[ACTIVITY 1] What percentages does the AMC stock passage give? List every one.
[ACTIVITY 2] Write the next part of the AMC stock passage, picking up after its last sentence.

[PASSAGE]
= = = = = = =
We’ve seen this before. Peaks and valleys in AMC stock sent shares as much as 160% higher and slump by nearly 70%. As they say in Hollywood, the plot thickens. What next?

AMC Stock and the Covid-19 Connection

As I’ve had to write quite a bit lately, this investment’s health depends largely on our nation’s economic and physical health. And right now, neither looks very good. With a follow up to the CARES Act still gridlocked in Congress, many Americans are hanging by a financial thread and when that happens, discretionary spending is the first thing to go.

And if Joe Biden is right about the “dark winter” ahead, you can bet the current spike in Covid-19 cases will morph into more quarantining, even if it’s true that pharmaceutical companies are making headway in finding a vaccine.

That’s great news for the purveyors of stay-at-home diversions such as Netflix (NASDAQ:NFLX) and Nintendo (OTCMKTS:NTDOY). In 2020 they’re up 56% and 48% respectively.

Yet the performance of those stocks suggests another factor at play. As living room entertainment options grow — and streaming companies produce more outstanding films that bypass the big screen — a trip to the movies isn’t what it used to be. Once the U.S. turns the corner on Covid-19, this question will remain: Do people really need to hit the megaplex anymore? Yes, hearing a jet plane roar at 100 db on a maxed-out sound system and experiencing that as part of a live audience can’t be duplicated at home. Well, most homes anyway. Most definitely not mine. But at least the popcorn is way, way cheaper, even if it were $100 a bucket.

A Theater Chain, Behind the Curtain

Outside the external forces of the pandemic and competition from other entertainment sources, what have the financials behind AMC stock done to encourage or discourage investors? At the most basic level, there’s a massive mismatch going on somewhere.

When AMC reported its third quarter results on Nov. 2, you could hear more shrieks than at a screening of the latest Nightmare on Elm Street sequel. Or maybe this was the sequel. The quarterly loss of $905.8 million mirrors a pre-Covid-19 loss of $54.8 million during the same quarter in 2019.

The latest earnings report takes on an even starker tone when you consider that as of the latest quarter, AMC had reopened 539 locations, or 90% of its 600 U.S. movie houses, according to the Los Angeles Times. Clearly, consumer behavior has undergone a seismic shift and I’ve heard that echoed anecdotally and repeatedly when talking with friends. They’ve said something to the effect of, “Just because the theaters are open doesn’t mean it’s safe to go back.”
= = = = = = =
Records from a collection:
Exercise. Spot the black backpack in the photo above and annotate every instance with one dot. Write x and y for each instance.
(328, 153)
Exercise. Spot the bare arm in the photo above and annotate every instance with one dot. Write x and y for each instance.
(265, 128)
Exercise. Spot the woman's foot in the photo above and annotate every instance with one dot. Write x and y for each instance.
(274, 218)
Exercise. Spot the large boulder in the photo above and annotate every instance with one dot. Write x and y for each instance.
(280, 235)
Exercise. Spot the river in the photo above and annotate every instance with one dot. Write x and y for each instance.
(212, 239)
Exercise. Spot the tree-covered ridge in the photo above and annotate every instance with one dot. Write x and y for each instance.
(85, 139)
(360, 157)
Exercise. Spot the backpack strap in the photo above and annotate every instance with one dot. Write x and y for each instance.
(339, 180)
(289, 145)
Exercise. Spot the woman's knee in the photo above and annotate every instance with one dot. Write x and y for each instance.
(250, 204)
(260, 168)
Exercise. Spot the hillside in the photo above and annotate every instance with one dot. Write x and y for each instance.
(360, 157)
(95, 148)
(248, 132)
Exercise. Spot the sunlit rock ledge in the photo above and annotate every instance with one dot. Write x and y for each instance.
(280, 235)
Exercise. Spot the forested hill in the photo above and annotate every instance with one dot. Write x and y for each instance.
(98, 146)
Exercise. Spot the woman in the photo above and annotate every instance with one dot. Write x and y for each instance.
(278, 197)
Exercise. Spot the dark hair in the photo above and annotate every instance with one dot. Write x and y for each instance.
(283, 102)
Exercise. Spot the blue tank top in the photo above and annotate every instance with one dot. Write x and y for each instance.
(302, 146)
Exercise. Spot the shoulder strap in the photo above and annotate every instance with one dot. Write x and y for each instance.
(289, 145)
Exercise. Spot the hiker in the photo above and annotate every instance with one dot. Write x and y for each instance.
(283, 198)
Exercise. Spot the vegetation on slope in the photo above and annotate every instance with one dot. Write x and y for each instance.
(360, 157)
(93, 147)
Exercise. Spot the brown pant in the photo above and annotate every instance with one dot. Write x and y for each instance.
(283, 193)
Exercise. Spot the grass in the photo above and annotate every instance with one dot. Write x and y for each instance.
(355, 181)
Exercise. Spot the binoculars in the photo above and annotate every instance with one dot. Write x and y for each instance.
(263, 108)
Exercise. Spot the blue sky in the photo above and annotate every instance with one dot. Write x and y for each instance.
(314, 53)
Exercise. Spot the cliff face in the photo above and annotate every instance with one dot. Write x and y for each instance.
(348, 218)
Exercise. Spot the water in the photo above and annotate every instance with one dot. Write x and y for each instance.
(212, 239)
= = = = = = =
[EXERCISE RESPONSE 1] 160%, 70%, 56%, 48%, 90%

[EXERCISE RESPONSE 2]
AMC and the Potential Sad Ending

Yet more context is needed to understand just what AMC stock is up against. As Chief Executive Officer Adam Aron stressed in a statement, “Theater operations in the U.S. were suspended for nearly two-thirds of the quarter.” What’s more, there hasn’t been the same steady flow of film releases to lure viewers back into the seats.

Wall Street types have also floated the possibility that AMC will need to file for Chapter 11 bankruptcy restructuring, its debt load is that crushing. All of this makes AMC stock too radioactive to touch now.

For his own part, Aron has shown some Tinseltown moxie with his script, quoting Winston Churchill’s “Fight Them On The Beaches” speech three times during the third quarter analyst call.  As relayed by the Hollywood Reporter, he told investors at one point, “We are fighting this virus with all of our smarts and all of our might.”

If AMC loses that fight, that’ll be a damn shame. All of us have strong memories connected to movies. My mom and dad met in a South Philly cinema as teens in the 1940s and so far as I know, it could’ve been an AMC. The chain marks its 100th anniversary this year. I’d love to say “celebrates.” But what’s to celebrate?

Or, if you prefer, allow me to go Star Wars geek on you and channel my inner Han Solo: I’ve got a bad feeling about this.

On the date of publication, Lou Carlozo did not have (either directly or indirectly) any positions in the securities mentioned in this article.